• [Task goal]: Pictures excluded, copy word for word the lines from the one holding "the house with" through the last line below.

————

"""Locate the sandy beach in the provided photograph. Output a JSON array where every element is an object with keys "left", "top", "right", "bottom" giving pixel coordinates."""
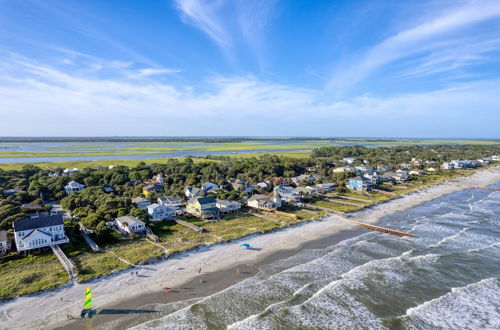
[{"left": 0, "top": 166, "right": 500, "bottom": 329}]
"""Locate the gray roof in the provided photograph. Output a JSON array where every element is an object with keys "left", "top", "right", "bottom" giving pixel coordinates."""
[
  {"left": 12, "top": 214, "right": 64, "bottom": 231},
  {"left": 158, "top": 196, "right": 181, "bottom": 203},
  {"left": 216, "top": 199, "right": 240, "bottom": 206},
  {"left": 115, "top": 215, "right": 144, "bottom": 225}
]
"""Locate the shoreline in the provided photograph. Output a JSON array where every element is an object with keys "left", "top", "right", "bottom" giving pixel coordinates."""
[{"left": 0, "top": 165, "right": 500, "bottom": 329}]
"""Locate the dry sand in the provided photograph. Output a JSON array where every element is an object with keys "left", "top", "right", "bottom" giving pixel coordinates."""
[{"left": 0, "top": 166, "right": 500, "bottom": 329}]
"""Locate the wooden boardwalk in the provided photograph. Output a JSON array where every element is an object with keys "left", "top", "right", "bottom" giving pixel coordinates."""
[
  {"left": 248, "top": 212, "right": 283, "bottom": 224},
  {"left": 78, "top": 222, "right": 101, "bottom": 252},
  {"left": 326, "top": 198, "right": 364, "bottom": 207},
  {"left": 335, "top": 195, "right": 372, "bottom": 203},
  {"left": 306, "top": 204, "right": 345, "bottom": 216},
  {"left": 175, "top": 220, "right": 206, "bottom": 233},
  {"left": 50, "top": 244, "right": 76, "bottom": 281},
  {"left": 472, "top": 187, "right": 500, "bottom": 191},
  {"left": 344, "top": 219, "right": 414, "bottom": 237}
]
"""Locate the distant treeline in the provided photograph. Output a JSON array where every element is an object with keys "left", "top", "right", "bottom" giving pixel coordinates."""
[
  {"left": 0, "top": 136, "right": 492, "bottom": 143},
  {"left": 0, "top": 137, "right": 338, "bottom": 143}
]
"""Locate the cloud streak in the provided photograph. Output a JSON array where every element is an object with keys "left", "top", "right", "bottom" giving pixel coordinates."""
[
  {"left": 176, "top": 0, "right": 232, "bottom": 50},
  {"left": 0, "top": 57, "right": 500, "bottom": 136}
]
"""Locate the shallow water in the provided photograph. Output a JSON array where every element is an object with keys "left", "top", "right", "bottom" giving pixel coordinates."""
[{"left": 92, "top": 190, "right": 500, "bottom": 329}]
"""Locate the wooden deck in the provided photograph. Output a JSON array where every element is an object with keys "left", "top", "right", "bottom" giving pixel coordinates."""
[{"left": 175, "top": 220, "right": 206, "bottom": 233}]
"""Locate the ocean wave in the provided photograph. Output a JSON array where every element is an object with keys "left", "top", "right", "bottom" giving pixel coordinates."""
[{"left": 400, "top": 278, "right": 500, "bottom": 329}]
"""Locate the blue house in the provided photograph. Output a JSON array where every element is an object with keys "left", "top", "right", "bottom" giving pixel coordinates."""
[{"left": 347, "top": 176, "right": 374, "bottom": 191}]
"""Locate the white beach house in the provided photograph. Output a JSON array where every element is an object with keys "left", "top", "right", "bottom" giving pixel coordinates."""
[{"left": 12, "top": 214, "right": 69, "bottom": 252}]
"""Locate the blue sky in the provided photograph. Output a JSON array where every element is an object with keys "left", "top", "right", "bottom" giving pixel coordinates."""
[{"left": 0, "top": 0, "right": 500, "bottom": 138}]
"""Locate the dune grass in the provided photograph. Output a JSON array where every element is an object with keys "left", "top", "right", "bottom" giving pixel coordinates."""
[
  {"left": 71, "top": 252, "right": 131, "bottom": 282},
  {"left": 0, "top": 252, "right": 69, "bottom": 299}
]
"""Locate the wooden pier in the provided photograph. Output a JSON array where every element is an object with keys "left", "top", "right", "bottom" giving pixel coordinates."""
[
  {"left": 344, "top": 219, "right": 414, "bottom": 237},
  {"left": 472, "top": 187, "right": 500, "bottom": 191}
]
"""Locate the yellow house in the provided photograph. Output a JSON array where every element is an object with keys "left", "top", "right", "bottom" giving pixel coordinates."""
[
  {"left": 186, "top": 197, "right": 219, "bottom": 219},
  {"left": 142, "top": 184, "right": 156, "bottom": 197}
]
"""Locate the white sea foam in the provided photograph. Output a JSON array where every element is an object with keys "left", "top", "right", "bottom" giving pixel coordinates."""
[{"left": 402, "top": 278, "right": 500, "bottom": 329}]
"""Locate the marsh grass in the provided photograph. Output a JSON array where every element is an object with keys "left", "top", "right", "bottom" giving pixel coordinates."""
[{"left": 0, "top": 250, "right": 69, "bottom": 299}]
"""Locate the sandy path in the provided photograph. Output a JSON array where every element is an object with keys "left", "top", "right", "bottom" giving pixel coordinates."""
[{"left": 0, "top": 166, "right": 500, "bottom": 329}]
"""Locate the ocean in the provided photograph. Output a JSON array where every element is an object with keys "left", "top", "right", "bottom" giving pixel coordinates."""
[{"left": 98, "top": 185, "right": 500, "bottom": 329}]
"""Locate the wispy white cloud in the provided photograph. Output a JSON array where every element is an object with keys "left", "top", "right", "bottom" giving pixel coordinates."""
[
  {"left": 0, "top": 53, "right": 500, "bottom": 136},
  {"left": 328, "top": 0, "right": 500, "bottom": 93},
  {"left": 176, "top": 0, "right": 278, "bottom": 62},
  {"left": 176, "top": 0, "right": 232, "bottom": 50}
]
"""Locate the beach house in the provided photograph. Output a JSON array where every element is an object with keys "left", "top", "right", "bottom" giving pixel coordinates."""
[
  {"left": 157, "top": 196, "right": 185, "bottom": 209},
  {"left": 215, "top": 199, "right": 241, "bottom": 213},
  {"left": 142, "top": 183, "right": 163, "bottom": 197},
  {"left": 0, "top": 230, "right": 9, "bottom": 256},
  {"left": 132, "top": 197, "right": 151, "bottom": 209},
  {"left": 201, "top": 182, "right": 220, "bottom": 193},
  {"left": 274, "top": 186, "right": 300, "bottom": 203},
  {"left": 12, "top": 214, "right": 69, "bottom": 252},
  {"left": 184, "top": 186, "right": 203, "bottom": 199},
  {"left": 247, "top": 194, "right": 281, "bottom": 211},
  {"left": 186, "top": 196, "right": 219, "bottom": 219},
  {"left": 291, "top": 174, "right": 316, "bottom": 186},
  {"left": 2, "top": 189, "right": 25, "bottom": 197},
  {"left": 64, "top": 181, "right": 85, "bottom": 196},
  {"left": 332, "top": 166, "right": 354, "bottom": 173},
  {"left": 115, "top": 215, "right": 146, "bottom": 235},
  {"left": 347, "top": 176, "right": 374, "bottom": 191},
  {"left": 314, "top": 182, "right": 337, "bottom": 193},
  {"left": 147, "top": 203, "right": 177, "bottom": 222},
  {"left": 354, "top": 164, "right": 373, "bottom": 175}
]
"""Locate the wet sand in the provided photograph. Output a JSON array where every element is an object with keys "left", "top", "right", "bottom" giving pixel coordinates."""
[
  {"left": 0, "top": 166, "right": 500, "bottom": 329},
  {"left": 55, "top": 228, "right": 367, "bottom": 330}
]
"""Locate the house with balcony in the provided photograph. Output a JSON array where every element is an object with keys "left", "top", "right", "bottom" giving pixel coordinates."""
[
  {"left": 64, "top": 181, "right": 85, "bottom": 196},
  {"left": 147, "top": 203, "right": 177, "bottom": 222},
  {"left": 347, "top": 176, "right": 374, "bottom": 191},
  {"left": 132, "top": 197, "right": 151, "bottom": 209},
  {"left": 215, "top": 199, "right": 241, "bottom": 213},
  {"left": 115, "top": 215, "right": 146, "bottom": 235},
  {"left": 291, "top": 174, "right": 316, "bottom": 186},
  {"left": 247, "top": 194, "right": 281, "bottom": 211},
  {"left": 354, "top": 164, "right": 373, "bottom": 175},
  {"left": 314, "top": 182, "right": 337, "bottom": 193},
  {"left": 184, "top": 186, "right": 204, "bottom": 199},
  {"left": 142, "top": 183, "right": 163, "bottom": 197},
  {"left": 12, "top": 214, "right": 69, "bottom": 252},
  {"left": 0, "top": 230, "right": 9, "bottom": 256},
  {"left": 186, "top": 196, "right": 219, "bottom": 220},
  {"left": 274, "top": 186, "right": 300, "bottom": 203},
  {"left": 157, "top": 196, "right": 185, "bottom": 209}
]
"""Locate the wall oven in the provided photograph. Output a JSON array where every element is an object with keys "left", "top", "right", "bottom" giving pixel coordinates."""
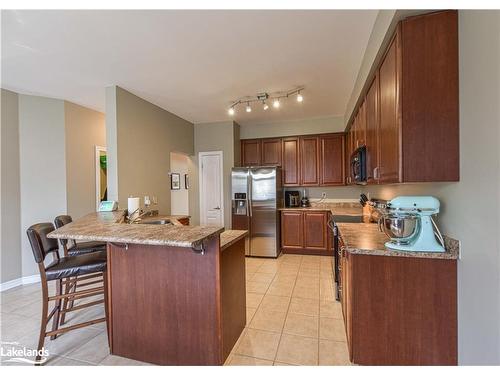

————

• [Answer]:
"""Locate the house with balcony in the provided photograph. Output a JSON array where every element is an object with keys "left", "top", "right", "bottom" giving pixel coordinates."""
[
  {"left": 64, "top": 181, "right": 85, "bottom": 196},
  {"left": 147, "top": 203, "right": 177, "bottom": 222},
  {"left": 347, "top": 176, "right": 374, "bottom": 191},
  {"left": 132, "top": 197, "right": 151, "bottom": 209},
  {"left": 215, "top": 199, "right": 241, "bottom": 213},
  {"left": 115, "top": 215, "right": 146, "bottom": 235},
  {"left": 291, "top": 174, "right": 316, "bottom": 186},
  {"left": 247, "top": 194, "right": 281, "bottom": 211},
  {"left": 354, "top": 164, "right": 373, "bottom": 175},
  {"left": 314, "top": 182, "right": 337, "bottom": 193},
  {"left": 184, "top": 186, "right": 204, "bottom": 199},
  {"left": 142, "top": 183, "right": 163, "bottom": 197},
  {"left": 12, "top": 214, "right": 69, "bottom": 252},
  {"left": 0, "top": 230, "right": 9, "bottom": 256},
  {"left": 186, "top": 196, "right": 219, "bottom": 220},
  {"left": 274, "top": 186, "right": 300, "bottom": 203},
  {"left": 157, "top": 196, "right": 185, "bottom": 209}
]
"""Locate the wall oven in the provided photograph. Output a JSON array where every element is an object with keys "left", "top", "right", "bottom" giving pixel coordinates."""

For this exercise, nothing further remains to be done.